» **TASK INSTRUCTIONS**
Locate every line in the records below that holds the word "positive" and return each one.

» **DATA PROVIDED**
/---
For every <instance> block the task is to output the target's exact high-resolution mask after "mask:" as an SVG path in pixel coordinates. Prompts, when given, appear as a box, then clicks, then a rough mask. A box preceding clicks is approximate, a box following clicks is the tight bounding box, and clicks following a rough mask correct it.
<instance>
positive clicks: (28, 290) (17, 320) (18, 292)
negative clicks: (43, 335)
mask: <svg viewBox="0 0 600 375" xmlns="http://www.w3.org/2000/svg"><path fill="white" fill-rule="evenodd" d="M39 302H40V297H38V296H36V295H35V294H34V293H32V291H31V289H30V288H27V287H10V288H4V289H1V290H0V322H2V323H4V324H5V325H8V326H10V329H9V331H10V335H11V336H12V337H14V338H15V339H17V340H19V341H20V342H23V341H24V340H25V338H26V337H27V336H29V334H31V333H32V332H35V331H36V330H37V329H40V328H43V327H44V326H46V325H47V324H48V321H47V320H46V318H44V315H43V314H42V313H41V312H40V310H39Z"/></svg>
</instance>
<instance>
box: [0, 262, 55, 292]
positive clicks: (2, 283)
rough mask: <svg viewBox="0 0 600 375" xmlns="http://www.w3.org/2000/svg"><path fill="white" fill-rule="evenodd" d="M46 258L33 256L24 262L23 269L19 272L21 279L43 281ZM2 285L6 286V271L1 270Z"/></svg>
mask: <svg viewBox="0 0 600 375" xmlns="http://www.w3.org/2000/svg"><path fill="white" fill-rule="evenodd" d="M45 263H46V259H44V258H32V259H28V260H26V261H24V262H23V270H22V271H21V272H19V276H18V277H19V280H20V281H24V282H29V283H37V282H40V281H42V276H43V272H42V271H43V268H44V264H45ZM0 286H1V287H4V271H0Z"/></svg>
\---
» **YOUR RESPONSE**
positive clicks: (28, 290) (17, 320) (18, 292)
positive clicks: (2, 283)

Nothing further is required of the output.